--- BEGIN Available records ---

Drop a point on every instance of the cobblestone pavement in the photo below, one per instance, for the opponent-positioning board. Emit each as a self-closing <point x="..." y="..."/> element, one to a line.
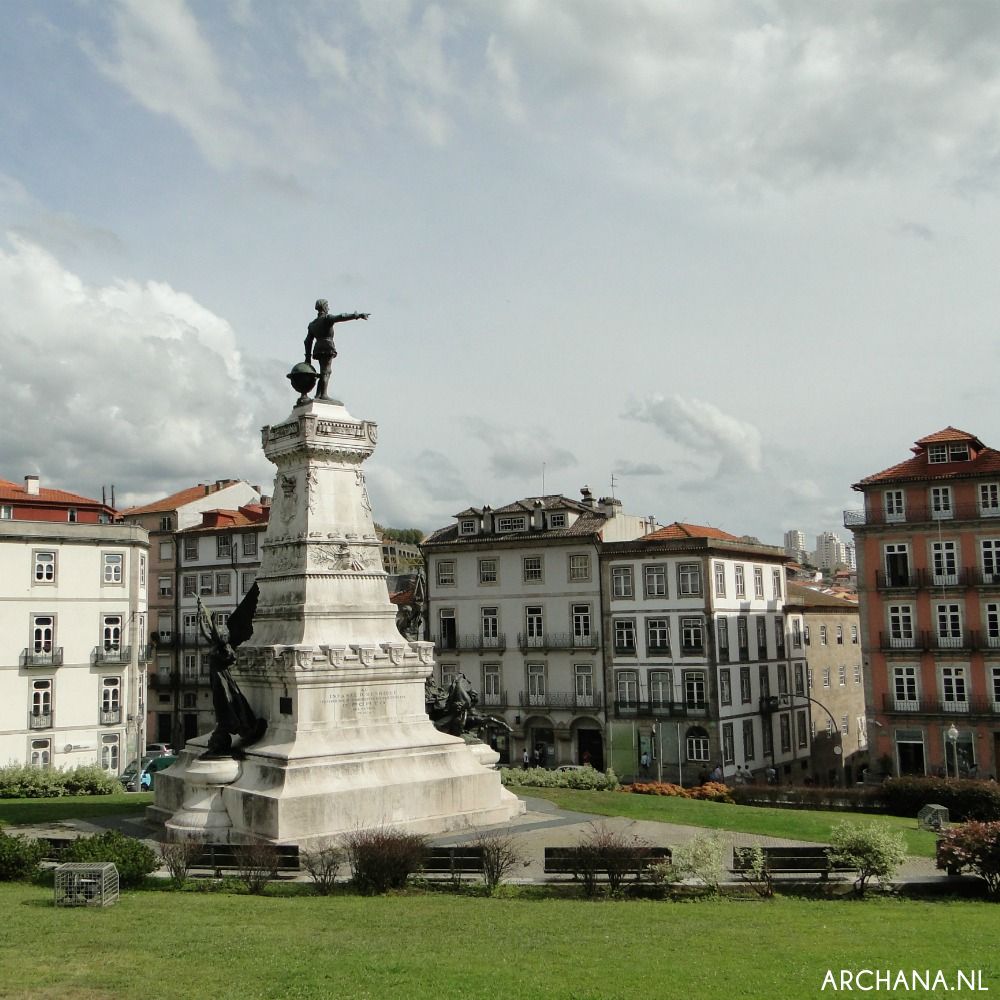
<point x="542" y="825"/>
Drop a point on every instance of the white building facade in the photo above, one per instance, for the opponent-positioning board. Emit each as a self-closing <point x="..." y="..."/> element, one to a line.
<point x="73" y="643"/>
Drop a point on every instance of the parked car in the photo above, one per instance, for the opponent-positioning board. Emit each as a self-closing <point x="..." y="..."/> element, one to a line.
<point x="135" y="780"/>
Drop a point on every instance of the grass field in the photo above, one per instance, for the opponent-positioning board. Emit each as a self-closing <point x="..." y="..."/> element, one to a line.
<point x="196" y="945"/>
<point x="795" y="824"/>
<point x="73" y="807"/>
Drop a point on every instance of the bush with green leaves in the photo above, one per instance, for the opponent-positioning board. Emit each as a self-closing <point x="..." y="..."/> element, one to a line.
<point x="19" y="781"/>
<point x="19" y="857"/>
<point x="383" y="858"/>
<point x="874" y="849"/>
<point x="133" y="859"/>
<point x="973" y="847"/>
<point x="584" y="778"/>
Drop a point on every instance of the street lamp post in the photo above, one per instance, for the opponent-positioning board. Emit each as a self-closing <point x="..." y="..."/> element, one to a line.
<point x="952" y="736"/>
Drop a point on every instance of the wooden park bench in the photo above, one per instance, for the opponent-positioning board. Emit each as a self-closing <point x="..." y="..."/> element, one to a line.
<point x="566" y="860"/>
<point x="790" y="861"/>
<point x="454" y="862"/>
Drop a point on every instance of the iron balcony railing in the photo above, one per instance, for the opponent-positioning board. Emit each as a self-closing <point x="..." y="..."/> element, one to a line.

--- END Available records ---

Write out every line above exactly as it is, leaving out the pictures.

Drop a point on every instance of the cobblestone pavement in the photo below, one per instance, for the opponent-positioning board. Emit each as a self-closing <point x="..." y="..."/> element, one to a line.
<point x="542" y="825"/>
Drop a point on every instance of the white building facade in the photo above, one per instance, for the opponent-positioning board. Emit each as a self-closing <point x="..." y="..."/> element, one to a line.
<point x="73" y="643"/>
Drop a point on every instance of the parked car in the photo above, one per instance, for the opponent-positioning board. Emit each as a self-closing <point x="..." y="..."/> element, one to a line.
<point x="135" y="780"/>
Drop a point on every instance of the grass field in the photo above, one per instance, for the opponent-positioning board. Emit each as a self-closing <point x="..." y="..."/> element, one to a line.
<point x="196" y="945"/>
<point x="795" y="824"/>
<point x="73" y="807"/>
Drop a point on every instance of the bush with green leaves in the photo above, one per instance, for the opponent-positioning board. Emit each as a self-closing <point x="..." y="..."/> element, one to a line.
<point x="19" y="781"/>
<point x="19" y="857"/>
<point x="383" y="858"/>
<point x="874" y="849"/>
<point x="133" y="859"/>
<point x="973" y="847"/>
<point x="584" y="778"/>
Drop a point on every instance of the street lamp post in the photo above, one per instance, for the opponent-positioning board. Emit each as a self-closing <point x="..." y="..."/> element, one to a line.
<point x="952" y="736"/>
Drop a point on every instance of the wooden park bench in the photo above, one per instance, for the opponent-positioning board. Emit each as a self-closing <point x="..." y="..."/> element, one to a line.
<point x="566" y="860"/>
<point x="790" y="861"/>
<point x="454" y="862"/>
Drop a point on every instance of the iron balcony railing in the photo above, one per instance, for the opponent-positioning board. Emit each as a self-closing <point x="..." y="..."/> element, one to a line.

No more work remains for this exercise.